INSTRUCTIONS FOR THE TASK
Could you repeat, word for word, every line from the one containing "Put a dot on each instance of the glowing" through the final line of the records below, and nothing else?

A block of data
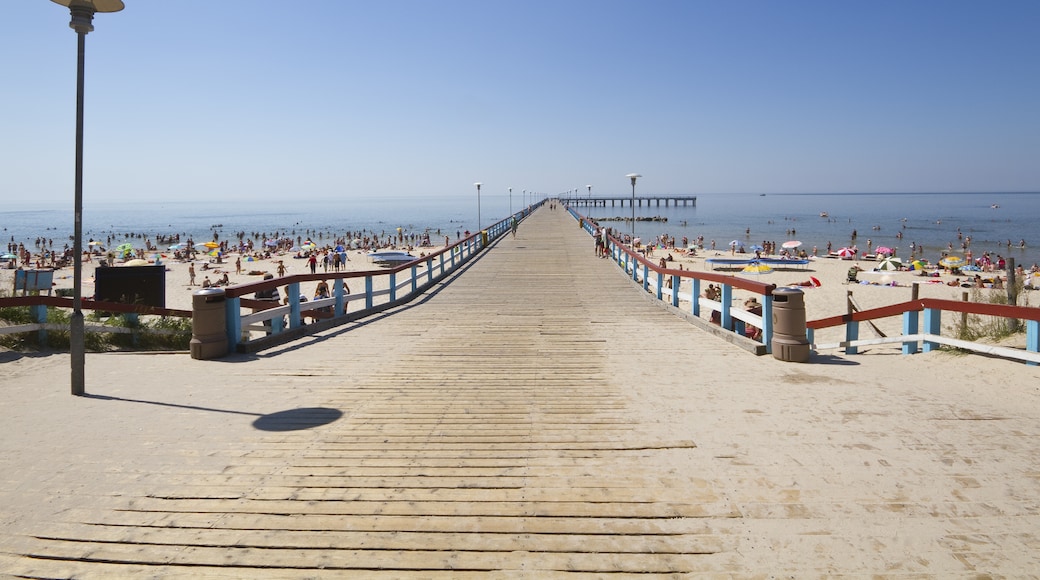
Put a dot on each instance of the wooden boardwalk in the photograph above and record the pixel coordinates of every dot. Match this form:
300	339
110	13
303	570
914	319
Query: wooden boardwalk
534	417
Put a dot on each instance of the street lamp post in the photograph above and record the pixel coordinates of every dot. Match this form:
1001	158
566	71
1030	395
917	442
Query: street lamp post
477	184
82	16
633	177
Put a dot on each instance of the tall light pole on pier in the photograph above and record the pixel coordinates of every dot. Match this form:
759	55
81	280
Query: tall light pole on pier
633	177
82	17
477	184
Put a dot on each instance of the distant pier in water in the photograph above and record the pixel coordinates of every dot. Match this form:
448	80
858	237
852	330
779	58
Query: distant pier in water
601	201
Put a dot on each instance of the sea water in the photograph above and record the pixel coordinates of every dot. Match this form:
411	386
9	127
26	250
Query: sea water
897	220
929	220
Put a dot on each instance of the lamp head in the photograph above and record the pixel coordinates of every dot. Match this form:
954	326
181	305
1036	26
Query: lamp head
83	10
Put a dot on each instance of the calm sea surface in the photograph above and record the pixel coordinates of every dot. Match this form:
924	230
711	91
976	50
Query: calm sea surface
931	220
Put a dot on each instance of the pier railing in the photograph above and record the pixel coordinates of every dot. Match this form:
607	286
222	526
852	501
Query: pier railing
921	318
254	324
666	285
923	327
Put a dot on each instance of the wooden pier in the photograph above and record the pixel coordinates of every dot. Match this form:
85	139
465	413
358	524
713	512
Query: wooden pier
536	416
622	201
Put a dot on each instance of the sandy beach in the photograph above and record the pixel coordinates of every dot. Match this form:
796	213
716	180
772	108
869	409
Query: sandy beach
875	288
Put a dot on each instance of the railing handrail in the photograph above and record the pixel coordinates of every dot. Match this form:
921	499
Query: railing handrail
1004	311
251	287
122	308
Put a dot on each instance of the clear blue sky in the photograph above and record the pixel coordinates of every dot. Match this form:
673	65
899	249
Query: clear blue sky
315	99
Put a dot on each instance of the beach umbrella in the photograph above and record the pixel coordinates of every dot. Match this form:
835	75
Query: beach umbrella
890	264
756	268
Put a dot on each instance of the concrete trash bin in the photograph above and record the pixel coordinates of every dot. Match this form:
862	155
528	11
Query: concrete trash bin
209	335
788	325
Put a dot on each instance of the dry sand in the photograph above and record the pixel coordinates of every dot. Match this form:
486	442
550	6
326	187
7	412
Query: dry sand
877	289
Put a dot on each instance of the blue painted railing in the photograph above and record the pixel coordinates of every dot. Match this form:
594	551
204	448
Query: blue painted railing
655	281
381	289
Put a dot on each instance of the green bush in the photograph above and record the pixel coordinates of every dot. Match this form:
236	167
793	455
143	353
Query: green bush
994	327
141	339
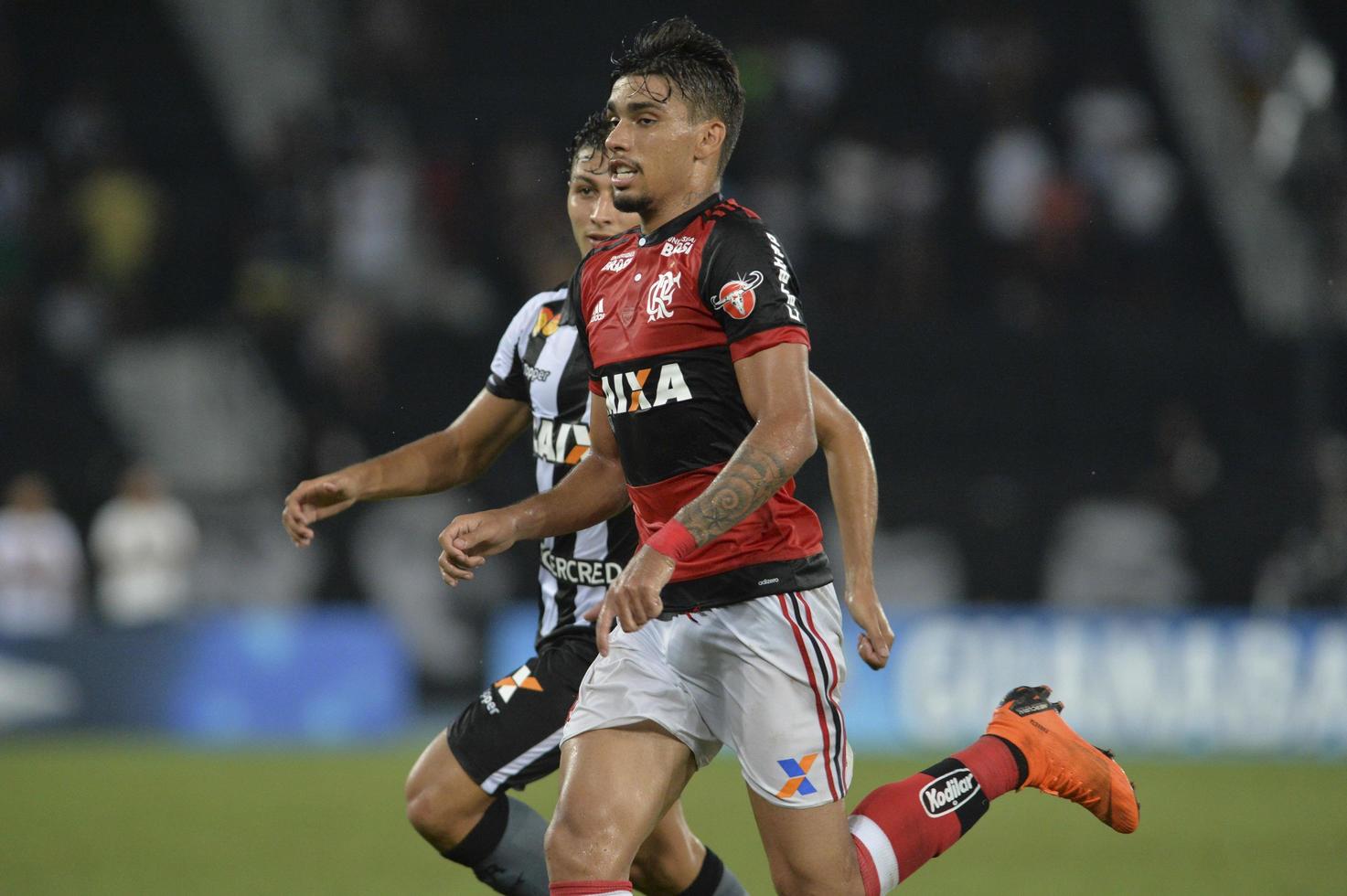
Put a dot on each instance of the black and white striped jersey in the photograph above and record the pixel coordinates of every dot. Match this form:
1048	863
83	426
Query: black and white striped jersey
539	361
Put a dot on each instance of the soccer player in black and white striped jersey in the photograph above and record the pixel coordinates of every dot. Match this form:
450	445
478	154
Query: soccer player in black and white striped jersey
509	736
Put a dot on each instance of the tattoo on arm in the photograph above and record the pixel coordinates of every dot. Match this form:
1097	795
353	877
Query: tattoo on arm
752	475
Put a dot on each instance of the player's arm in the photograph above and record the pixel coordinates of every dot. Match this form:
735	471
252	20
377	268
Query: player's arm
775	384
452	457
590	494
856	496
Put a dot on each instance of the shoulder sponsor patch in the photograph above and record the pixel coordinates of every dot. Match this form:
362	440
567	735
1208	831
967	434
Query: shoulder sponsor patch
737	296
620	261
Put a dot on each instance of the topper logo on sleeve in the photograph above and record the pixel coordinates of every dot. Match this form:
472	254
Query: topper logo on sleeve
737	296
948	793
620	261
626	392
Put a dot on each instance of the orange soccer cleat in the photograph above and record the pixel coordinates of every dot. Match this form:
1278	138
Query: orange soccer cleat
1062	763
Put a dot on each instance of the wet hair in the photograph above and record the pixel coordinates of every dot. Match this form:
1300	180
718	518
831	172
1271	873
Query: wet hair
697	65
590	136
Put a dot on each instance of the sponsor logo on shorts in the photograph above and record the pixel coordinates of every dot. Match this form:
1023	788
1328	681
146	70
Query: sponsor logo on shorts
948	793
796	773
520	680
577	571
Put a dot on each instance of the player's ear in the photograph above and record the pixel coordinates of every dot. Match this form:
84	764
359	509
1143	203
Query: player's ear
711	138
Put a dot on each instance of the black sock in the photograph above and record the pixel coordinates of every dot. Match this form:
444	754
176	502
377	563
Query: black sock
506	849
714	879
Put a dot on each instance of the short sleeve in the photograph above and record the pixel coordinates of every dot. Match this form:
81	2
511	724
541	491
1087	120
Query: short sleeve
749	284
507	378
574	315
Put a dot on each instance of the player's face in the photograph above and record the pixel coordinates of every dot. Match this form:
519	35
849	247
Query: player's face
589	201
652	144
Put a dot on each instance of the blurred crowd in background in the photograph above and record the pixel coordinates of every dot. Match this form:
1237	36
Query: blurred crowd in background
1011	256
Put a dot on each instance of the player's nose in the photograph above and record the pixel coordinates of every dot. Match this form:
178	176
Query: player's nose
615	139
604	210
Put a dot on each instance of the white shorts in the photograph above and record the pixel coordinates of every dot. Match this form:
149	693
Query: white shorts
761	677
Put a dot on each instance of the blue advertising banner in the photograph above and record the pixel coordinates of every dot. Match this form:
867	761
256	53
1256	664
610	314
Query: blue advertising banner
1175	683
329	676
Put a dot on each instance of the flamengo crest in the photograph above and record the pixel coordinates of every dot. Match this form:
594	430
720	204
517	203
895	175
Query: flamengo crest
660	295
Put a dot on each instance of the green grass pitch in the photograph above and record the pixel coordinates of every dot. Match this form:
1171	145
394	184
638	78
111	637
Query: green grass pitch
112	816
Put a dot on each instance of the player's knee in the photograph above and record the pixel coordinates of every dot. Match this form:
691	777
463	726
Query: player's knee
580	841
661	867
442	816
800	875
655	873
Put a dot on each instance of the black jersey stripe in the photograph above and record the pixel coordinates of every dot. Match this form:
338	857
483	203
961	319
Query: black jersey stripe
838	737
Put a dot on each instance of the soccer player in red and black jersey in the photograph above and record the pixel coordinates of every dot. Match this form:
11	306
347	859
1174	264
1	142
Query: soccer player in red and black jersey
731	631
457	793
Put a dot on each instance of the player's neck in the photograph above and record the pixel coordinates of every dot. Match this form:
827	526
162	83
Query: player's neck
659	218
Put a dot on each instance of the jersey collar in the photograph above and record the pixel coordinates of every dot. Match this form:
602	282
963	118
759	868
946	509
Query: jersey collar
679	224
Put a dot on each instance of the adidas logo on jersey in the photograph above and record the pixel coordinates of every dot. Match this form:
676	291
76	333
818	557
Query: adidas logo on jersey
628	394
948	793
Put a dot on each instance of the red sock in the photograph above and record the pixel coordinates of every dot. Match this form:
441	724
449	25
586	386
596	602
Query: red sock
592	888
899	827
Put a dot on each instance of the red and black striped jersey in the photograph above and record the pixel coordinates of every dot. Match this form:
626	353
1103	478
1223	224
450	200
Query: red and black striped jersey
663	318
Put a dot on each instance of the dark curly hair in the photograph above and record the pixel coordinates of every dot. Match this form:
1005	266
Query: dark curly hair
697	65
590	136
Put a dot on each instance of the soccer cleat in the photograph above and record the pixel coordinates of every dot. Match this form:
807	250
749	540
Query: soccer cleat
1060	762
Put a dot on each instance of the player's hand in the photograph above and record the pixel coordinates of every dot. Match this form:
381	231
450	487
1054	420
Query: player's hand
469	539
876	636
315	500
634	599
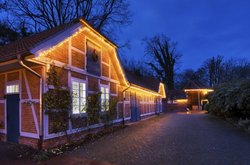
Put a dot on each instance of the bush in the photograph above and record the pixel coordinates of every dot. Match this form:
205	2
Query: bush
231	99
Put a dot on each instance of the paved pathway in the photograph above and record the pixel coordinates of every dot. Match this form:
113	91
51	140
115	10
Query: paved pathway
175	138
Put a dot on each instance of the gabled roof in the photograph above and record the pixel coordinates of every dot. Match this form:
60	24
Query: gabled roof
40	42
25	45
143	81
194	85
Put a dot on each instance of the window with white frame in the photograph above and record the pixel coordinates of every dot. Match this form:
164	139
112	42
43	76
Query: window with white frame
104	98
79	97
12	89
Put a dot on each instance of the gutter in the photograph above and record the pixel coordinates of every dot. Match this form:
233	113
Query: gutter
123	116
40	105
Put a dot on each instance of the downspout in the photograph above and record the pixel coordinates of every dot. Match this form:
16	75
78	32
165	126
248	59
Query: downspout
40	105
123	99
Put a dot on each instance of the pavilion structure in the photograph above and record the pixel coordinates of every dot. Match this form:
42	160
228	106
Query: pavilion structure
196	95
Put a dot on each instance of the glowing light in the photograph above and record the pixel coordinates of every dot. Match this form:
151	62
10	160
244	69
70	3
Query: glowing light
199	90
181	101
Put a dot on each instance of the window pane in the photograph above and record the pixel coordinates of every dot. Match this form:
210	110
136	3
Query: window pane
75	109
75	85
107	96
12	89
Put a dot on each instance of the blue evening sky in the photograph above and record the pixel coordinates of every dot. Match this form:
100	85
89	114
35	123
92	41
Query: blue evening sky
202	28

IN RESPONSE
Put a dot on each instance of the glowing light in the photograph above and record the pixel coordinates of every dot. Match this form:
151	62
10	160
244	69
70	3
Query: glowing light
199	90
181	101
Put a dot on each instance of the window pane in the photograph above and record the pixel coordinates of every dot. Match this form:
210	110
136	3
Query: window pane
75	109
75	85
107	96
12	89
Put a dot on each instance of the blue evening sky in the photograph above and record the pixel coordinates of every dot. Match this form:
100	85
89	114
35	123
92	41
Query: blue evening sky
202	28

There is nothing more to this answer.